• Supplied text:
Navigating The Private Right Of Action Under The California Franchise Investment Law
By Mulcahy LLP on July 14, 2017
The California Franchise Investment Law (“CFIL”) regulates both the sale and disclosure of franchise opportunities within the state. The law was enacted to “provide each prospective franchisee with the information necessary to make an intelligent decision regarding franchises being offered” and to “prohibit the sale of franchises where the sale would lead to fraud or a likelihood that the franchisor’s promises would not be fulfilled.” Violation of the CFIL can give rise to damages, rescission, and, under certain circumstances, impose personal liability on the directors, officers and other employees of the offending franchisor.
Unlike the Federal Trade Commission’s (“FTC”) Amended Franchise Rule that can only be enforced by the FTC, the CFIL provides individual franchisees with a private right of action. This private right of action is granted by Sections 31300, 31301 and 31302.5 of the CFIL. However, navigating these sections of the CFIL can be complicated.
This article explores these private right of action sections of the CFIL, including, the underlying violations that trigger these sections, the elements a franchisee must show to prevail on a claim under these sections, and the applicable limitations periods in which to bring such a claim.
Liability Under Section 31300
Section 31300 only allows franchisees to bring suit for violations of CFIL sections 31101, 31110, 31119, 31200, or 31202. These sections provide the following:
- Section 31101 sets forth the “minimum net worth, experience, disclosure, and notice filing requirements” a franchisor can satisfy to be exempted from registering its franchise disclosure document with the state;
- Section 31110 prohibits the offer or sale of a franchise that has not been registered with the State and is not exempt from the registration requirement;
- Section 31119 requires the franchisor to provide the prospective franchisee with the then-current offering circular at least 14 days prior to (i) the execution by the prospective franchisee of any binding agreement, or (ii) the receipt of any consideration paid by the prospective franchisee, whichever occurs first;
- Section 31200 makes it “unlawful for any person willfully to make any untrue statement of a material fact in any application, notice or report filed with the commissioner under this law, or willfully to omit to state in any such application, notice, or report any material fact which is required to be stated therein, or fail to notify the commissioner of any material change as required by Section 31123”; and
- Section 31202 makes it “unlawful for any person willfully to make any untrue statement of a material fact in any statement required to be disclosed in writing pursuant to Section 31101, or willfully to omit to state in any such statement any material fact which is required to be stated therein.”

• Point labeling dataset excerpts:
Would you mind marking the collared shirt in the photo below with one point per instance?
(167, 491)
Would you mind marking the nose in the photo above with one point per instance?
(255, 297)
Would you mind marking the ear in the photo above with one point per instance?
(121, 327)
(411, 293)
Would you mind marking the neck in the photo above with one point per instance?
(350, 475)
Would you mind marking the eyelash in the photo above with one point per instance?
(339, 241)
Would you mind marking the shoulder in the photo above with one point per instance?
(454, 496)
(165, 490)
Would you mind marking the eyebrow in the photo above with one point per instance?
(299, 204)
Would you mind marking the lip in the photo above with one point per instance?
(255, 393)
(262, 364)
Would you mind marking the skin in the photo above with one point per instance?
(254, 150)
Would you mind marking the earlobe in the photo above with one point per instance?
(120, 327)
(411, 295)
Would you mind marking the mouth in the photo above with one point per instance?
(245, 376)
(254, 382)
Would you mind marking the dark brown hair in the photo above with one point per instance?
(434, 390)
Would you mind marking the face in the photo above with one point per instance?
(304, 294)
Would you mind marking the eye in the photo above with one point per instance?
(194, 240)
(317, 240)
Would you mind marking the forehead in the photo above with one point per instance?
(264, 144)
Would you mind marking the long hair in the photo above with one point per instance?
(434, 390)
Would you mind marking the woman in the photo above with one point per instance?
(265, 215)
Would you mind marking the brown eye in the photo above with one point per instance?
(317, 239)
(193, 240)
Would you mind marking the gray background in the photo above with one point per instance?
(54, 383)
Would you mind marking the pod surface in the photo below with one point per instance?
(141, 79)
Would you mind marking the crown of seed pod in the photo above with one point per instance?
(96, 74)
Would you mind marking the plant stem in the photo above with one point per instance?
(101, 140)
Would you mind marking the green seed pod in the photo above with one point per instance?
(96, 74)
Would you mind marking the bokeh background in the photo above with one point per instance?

• Direction 1: Decide whether each statement below agrees with the article on the California Franchise Investment Law, answering yes or no and quoting the words of the article that decide it. (a) Individual franchisees can enforce the FTC's Amended Franchise Rule themselves. (b) Section 31119 requires the franchisor to give the prospective franchisee the then-current offering circular at least 14 days before a binding agreement is signed or any consideration is received, whichever comes first. (c) Section 31300 lets franchisees sue over a violation of any section of the CFIL.
• Direction 2: Carry the article on the California Franchise Investment Law forward from its final sentence.

• Task answer 1:
(a) No: "Unlike the Federal Trade Commission’s (“FTC”) Amended Franchise Rule that can only be enforced by the FTC, the CFIL provides individual franchisees with a private right of action."
(b) Yes: "Section 31119 requires the franchisor to provide the prospective franchisee with the then-current offering circular at least 14 days prior to (i) the execution by the prospective franchisee of any binding agreement, or (ii) the receipt of any consideration paid by the prospective franchisee, whichever occurs first"
(c) No: "Section 31300 only allows franchisees to bring suit for violations of CFIL sections 31101, 31110, 31119, 31200, or 31202."

• Task answer 2:
Violation of the above CFIL sections alone will not result in liability under Section 31300. Instead, Section 31300 provides that a franchisee must also show “damages caused thereby” before it can prevail on the claim.
In the non-published opinion DT Woodard, Inc. v. Mail Boxes Etc., Inc. (Cal. Ct. App., Oct. 17, 2007, No. B194599) 2007 WL 3018861, the California Court of Appeal explained that the language of Section 31300 requires the plaintiff to show causation, reliance, and damages to prevail on the claim. In a fraud action, causation involves actual reliance and damage resulting from such reliance. “Justifiable reliance exists when the misrepresentation or nondisclosure was an immediate cause of the plaintiff's conduct which alters his legal relations, and when without such misrepresentation or nondisclosure he would not, in all reasonable probability, have entered into the contract or other transaction.” The court found this to also be true for a claim under Section 31300. Although Section 31300 does not include the word “reliance” (unlike section 31301, discussed below), the California Court of Appeal found that Section 31300 expresses the concept of reliance as part of its causation requirement. The element of reasonable reliance for a Section 31300 was later found to exist by the Ninth Circuit in Samica Enterprises LLC v. Mail Boxes Etc., Inc. (9th Cir. 2011) 460 Fed.Appx. 664, 665 (“Reasonable reliance is required under [Section 31300].”).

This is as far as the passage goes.